EXTRACT TO READ
########
Last week, our team had to think about how to connect over football. (At least American football, because the Super Bowl was this weekend — some of us are soccer fans, or what the rest of the world knows as “football.”)

“I don’t understand football, honestly,” I admitted sheepishly to my colleague.

He laughed — “Me neither!”

“Wait,” I said. “Can we go with that?”

What if I sent an email about football and asked people to teach me what they knew? We crafted an email to reach out to people and sent the following:

What happened next was pretty cool. Over 200 people wrote back to me, and I spent Saturday morning hanging out and writing replies back to folks.

A lot of people had REALLY funny things to say, and I have to say, you taught me a lot about football. Moreover, I got to know several hundred faces in the One Month community and get to know a lot about who reads our blog, what they’re interested in learning, and — of course — what they know about football.

The thing is, we’re always learning here at One Month, and when there’s something we don’t know much about (like football), we want to learn from each of you. Thanks for taking the time to write in and teach us. It was a great way to learn about y’all.

Here are some of the highlights of what you shared and taught us about football:

“Football to me is all about memories, nostalgia and loyalty. Just like a group of developers get together and nerding out over the latest grunt or rails package, football is a common thread that we can all get behind to rally for — regardless of race, religion or any other preference.” — Andrew

“It’s like a new episode of a TV show every Sunday and Monday, except it’s a very real business with very real people.” — Shafiq

“The Super Bowl is like Thanksgiving in February: Your family wants to do a big dinner and bring everyone home for the weekend while you secretly wish you were drunk with friends watching the game without having to talk about what you’re thankful for.” — Saif

“I felt similarly to you, until I was watching the Ravens take on the 49ers in the 2013 Super Bowl. Suddenly, I saw the strategy, the patterns, how each team used each play to advance further along the board. Each player had a role, a specific skillset and position. The coach and quarterback coordinate to take control of the game. The game is even more complex, as each position is dynamic with injuries and individual player performance. In order to win, you must keep track of a strategy that is constantly changing in response to the other team’s moves, players, and the end objective to move along the board and win the game. I’m now a fantasy football addict.” — Melinda

“It’s a national ‘Sickie’ day in the UK on Monday for those that stay up to watch.” — Howard

“You mean the Katy Perry concert? The show opened and closed by some soccer thing?” — John

“Loving a football team is like working at a company. So when your company/team does well you feel like you did well. Even if all you did was cheer in the stands or write emails asking about football, you share the glory of your team’s success.” — Taylor

“It may not look like it, but there is real grace and skill behind it, both individually and on the field and as a team. The things these players execute are as athletic and sometimes as elegant as figure skaters or gymnasts, even on the Offensive or Defensive lines (the pile up).”
########
Excerpts from segmentation records
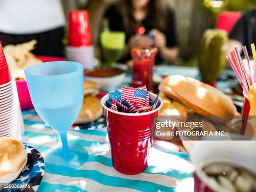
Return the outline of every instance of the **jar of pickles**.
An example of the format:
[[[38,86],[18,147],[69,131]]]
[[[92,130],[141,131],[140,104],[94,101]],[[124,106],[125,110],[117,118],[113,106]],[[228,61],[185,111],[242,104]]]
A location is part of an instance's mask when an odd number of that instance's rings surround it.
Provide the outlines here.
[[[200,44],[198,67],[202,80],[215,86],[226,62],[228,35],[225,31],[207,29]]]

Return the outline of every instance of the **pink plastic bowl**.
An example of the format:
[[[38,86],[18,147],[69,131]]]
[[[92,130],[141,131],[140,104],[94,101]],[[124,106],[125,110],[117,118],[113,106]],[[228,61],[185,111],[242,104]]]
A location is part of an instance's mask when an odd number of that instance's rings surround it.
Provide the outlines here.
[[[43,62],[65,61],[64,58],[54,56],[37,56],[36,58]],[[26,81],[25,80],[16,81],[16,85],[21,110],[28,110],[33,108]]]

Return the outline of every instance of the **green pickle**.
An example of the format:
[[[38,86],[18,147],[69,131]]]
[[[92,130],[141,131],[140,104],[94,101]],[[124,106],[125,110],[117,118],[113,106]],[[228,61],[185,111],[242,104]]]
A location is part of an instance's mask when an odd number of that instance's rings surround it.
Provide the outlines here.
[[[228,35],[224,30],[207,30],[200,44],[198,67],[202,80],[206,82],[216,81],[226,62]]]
########
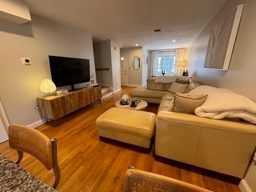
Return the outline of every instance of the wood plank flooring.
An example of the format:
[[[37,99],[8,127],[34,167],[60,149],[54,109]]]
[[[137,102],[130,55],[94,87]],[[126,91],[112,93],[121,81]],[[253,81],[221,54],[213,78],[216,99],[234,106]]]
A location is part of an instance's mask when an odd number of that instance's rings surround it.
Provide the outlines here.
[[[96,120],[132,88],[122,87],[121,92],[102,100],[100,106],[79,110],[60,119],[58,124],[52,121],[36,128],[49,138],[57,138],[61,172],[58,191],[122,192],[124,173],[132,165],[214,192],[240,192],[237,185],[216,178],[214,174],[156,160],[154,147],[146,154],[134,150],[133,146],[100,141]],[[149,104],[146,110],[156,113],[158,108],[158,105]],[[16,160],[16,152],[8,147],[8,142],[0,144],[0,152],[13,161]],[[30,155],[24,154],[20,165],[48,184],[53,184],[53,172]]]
########
PROBLEMS TO SOLVE
#1 Answer these about the football post above the records:
(a) How many people replied to the email?
(b) Which game was Melinda watching when she started to see the strategy?
(c) What does Howard say Monday is in the UK?
#2 Please extend the football post, continuing after its last quoted reply.

WRITTEN RESPONSES
#1
(a) Over 200 people.
(b) The Ravens against the 49ers in the 2013 Super Bowl.
(c) A national "Sickie" day for those who stay up to watch.

#2
“They are trying to open up or close down gaps where someone might run or throw the ball, and like sumo wrestlers, they push against each other to do so, leveraging their bodies to knock the opposing blocker down. The game is also deeply rooted in American history. Listen to this week’s Radiolab for the full version, but it does come out of a tradition where guys had to show they were tough…because previous generations of men had The Civil War and wars in the west against native Americans to really show their toughness. Teddy Roosevelt had to intervene to make the game less brutal (people were dying on the field playing the game)…the biggest thing to come out of that era was the forward pass.” — Ian

“Every play is an opportunity for strategy. It’s like playing a more complicated version of rock, paper, scissors. Whatever both players just picked will affect each player’s decision in the next round. And both anticipate the other side’s anticipation of their own behavior, leading to a sort of strategy arms race.” — Peter

“I’ll probably get punched for saying this, but one of my favorite things about football is honestly the food and beer/whiskey, then onto friends and family and lastly it’s the game.” — Brandon

“At a basic level movies are great because they transport you to a different world (the willing suspension of disbelief). Football fans experience something similar; when your team is on the field nothing else matters, you’re in a different world.” — Michael

And if that doesn’t convince you, maybe these videos will:

In addition to all of the helpful commentary, we also got a bunch of links, videos, and references. Radiolab did an exceptional piece on American Football, and the YouTube videos we got were hilarious. Here’s a few of the best:

Andy Griffith explaining football in this 1953 commentary:

Bad British NFL Commentary:

And a Guide to American Football:

What about the haters?

As Taylor Swift says, “Haters gonna hate, hate, hate …”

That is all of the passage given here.